** Start **
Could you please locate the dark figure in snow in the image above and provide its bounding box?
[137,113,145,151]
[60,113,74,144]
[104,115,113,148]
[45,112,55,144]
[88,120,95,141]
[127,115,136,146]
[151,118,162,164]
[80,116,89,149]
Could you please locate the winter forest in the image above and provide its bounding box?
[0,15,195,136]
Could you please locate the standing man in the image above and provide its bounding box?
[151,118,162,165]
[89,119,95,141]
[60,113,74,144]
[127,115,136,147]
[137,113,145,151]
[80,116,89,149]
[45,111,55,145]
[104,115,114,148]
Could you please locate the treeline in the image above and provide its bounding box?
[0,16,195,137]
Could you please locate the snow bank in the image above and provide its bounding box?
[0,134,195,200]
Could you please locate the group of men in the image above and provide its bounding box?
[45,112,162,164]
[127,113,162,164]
** End **
SET EXERCISE:
Rewrite all of the records above, swapping "Could you please locate" for "Please find" wherever it occurs and leaving everything else unchanged.

RESULT:
Please find the dark figure in snow in the image above and provide its bounding box?
[137,113,145,151]
[60,113,74,144]
[104,115,113,148]
[45,112,55,144]
[88,120,95,141]
[127,115,136,146]
[151,118,162,164]
[80,116,89,149]
Please find the winter forest in the image above and provide its bounding box?
[0,15,195,136]
Please find the standing man in the image above and provide its bounding box?
[151,118,162,165]
[89,119,95,141]
[60,113,74,144]
[127,115,136,147]
[137,113,145,151]
[80,116,89,149]
[45,111,55,145]
[104,115,114,148]
Please find the treeline in the image above and provide its bounding box?
[0,16,195,137]
Please find the snow bank in the image above and provide its bounding box?
[0,134,195,200]
Please find the group of men in the image above and provide its bounding box?
[45,112,162,164]
[127,113,162,164]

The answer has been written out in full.